──────── Provided records ────────

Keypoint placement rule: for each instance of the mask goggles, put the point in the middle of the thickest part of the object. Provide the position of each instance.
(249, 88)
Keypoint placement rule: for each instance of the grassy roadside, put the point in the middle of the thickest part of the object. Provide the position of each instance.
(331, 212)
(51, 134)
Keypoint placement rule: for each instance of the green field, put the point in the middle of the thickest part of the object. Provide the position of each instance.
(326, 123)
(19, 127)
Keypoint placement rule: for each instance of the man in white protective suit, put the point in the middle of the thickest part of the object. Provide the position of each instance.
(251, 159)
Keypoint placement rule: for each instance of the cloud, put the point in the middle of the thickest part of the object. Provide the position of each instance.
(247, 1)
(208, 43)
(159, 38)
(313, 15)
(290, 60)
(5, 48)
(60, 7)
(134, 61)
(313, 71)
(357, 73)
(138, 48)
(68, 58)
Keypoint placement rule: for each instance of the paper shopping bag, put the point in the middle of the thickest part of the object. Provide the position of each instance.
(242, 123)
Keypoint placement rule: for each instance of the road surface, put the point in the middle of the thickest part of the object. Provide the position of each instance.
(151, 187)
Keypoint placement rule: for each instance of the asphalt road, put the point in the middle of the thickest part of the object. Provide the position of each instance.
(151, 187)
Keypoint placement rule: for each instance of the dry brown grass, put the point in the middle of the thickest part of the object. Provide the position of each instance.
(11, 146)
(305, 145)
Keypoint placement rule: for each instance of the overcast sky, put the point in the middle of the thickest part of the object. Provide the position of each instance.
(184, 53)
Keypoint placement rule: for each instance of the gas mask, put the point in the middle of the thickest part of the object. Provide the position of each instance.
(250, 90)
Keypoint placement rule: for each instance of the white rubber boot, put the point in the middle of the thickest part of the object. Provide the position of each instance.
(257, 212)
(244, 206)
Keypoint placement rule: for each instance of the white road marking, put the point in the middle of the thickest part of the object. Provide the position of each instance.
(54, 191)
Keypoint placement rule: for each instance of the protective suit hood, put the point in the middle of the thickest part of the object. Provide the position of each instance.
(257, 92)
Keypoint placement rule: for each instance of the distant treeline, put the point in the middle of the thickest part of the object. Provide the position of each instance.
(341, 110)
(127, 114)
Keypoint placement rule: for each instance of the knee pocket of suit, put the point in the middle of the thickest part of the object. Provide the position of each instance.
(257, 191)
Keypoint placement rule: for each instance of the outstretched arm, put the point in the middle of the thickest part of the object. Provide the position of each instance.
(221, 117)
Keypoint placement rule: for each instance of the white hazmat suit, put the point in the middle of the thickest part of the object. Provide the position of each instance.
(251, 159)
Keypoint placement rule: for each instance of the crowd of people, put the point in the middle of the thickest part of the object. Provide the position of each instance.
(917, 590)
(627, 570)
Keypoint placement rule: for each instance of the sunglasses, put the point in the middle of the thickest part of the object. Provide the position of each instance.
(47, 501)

────────

> **Your goal**
Please reproduce the entire listing, exactly as shown.

> **Task response**
Keypoint placement rule: for each instance of the mask goggles, put the point in the middle of the thickest part of the object. Provide the position of each instance.
(249, 88)
Keypoint placement rule: for each instance of the grassy roadside, put the point in the middle of the thickest part of the object. Provide the position of each instance.
(331, 212)
(51, 134)
Keypoint placement rule: for each instance of the green field, put the point in the middle of the thickest part of the object. Provide the position of each instance.
(326, 123)
(19, 127)
Keypoint placement rule: for each instance of the man in white protective suit, put the point in the middle of the thickest part of the object. Provide the position of each instance.
(251, 159)
Keypoint placement rule: for each instance of the cloud, put the point in the middle of the thickest part of the object. Provide the position of each instance.
(247, 1)
(208, 43)
(159, 38)
(313, 15)
(290, 60)
(5, 48)
(60, 7)
(134, 61)
(313, 71)
(357, 73)
(138, 48)
(68, 58)
Keypoint placement rule: for each instance of the paper shopping bag, put the point in the middle of the thickest part of the object. Provide the position of each instance.
(242, 123)
Keypoint placement rule: for each instance of the road surface, put the point in the middle of the thickest part of the object. Provide the position of each instance.
(151, 187)
Keypoint placement rule: for each instance of the asphalt road, put the point in the middle of the thickest part of the object. Provide the position of each instance.
(151, 187)
Keypoint placement rule: for each instance of the dry brown grass, put the point in the middle of the thickest part of the object. Provide the position of each instance.
(11, 146)
(305, 145)
Keypoint placement rule: for each instance of the overcast sky, put the point in the middle of the thickest part of the object. Provide the position of each instance.
(184, 53)
Keypoint placement rule: for each instance of the gas mask, put the point in the middle of the thickest part of the object. Provide the position of each instance.
(250, 90)
Keypoint placement rule: for each instance of the white rubber boot, put the point in the middle of the thickest part of the object. Provide the position of each instance.
(257, 212)
(244, 206)
Keypoint placement rule: for each instance of the white road marking, put the point in the middle of the thickest part of the object. Provide the position of each instance.
(54, 191)
Keypoint placement rule: for each instance of the protective suit hood, put the point in the middle of the thickest part of the object. Provide the position of each instance.
(257, 92)
Keypoint placement rule: for each instance of the distant treeline, put the point in the middle of the thickest part of the object. Provide the position of each instance.
(341, 110)
(127, 114)
Keypoint placement rule: for each instance of the knee pocket of suit, put the point in the middle of the thickest part of the object. Provide the position of each instance.
(257, 191)
Keypoint placement rule: for each instance of the outstretched arm, put the point in the middle of the thickest part of the object. Provide the position of each instance.
(221, 117)
Keypoint placement rule: for each instance of the white hazmat suit, put the point in the middle of the thickest part of the object. Provide the position of each instance.
(251, 159)
Keypoint placement rule: for each instance of the crowd of people, put the point in the middle of the thickest part of the object. Provide the position of each instance.
(917, 590)
(627, 570)
Keypoint placement rule: for each instance of the sunglasses, put the point in the middle of the thickest part of the object. Provide the position of each instance.
(47, 501)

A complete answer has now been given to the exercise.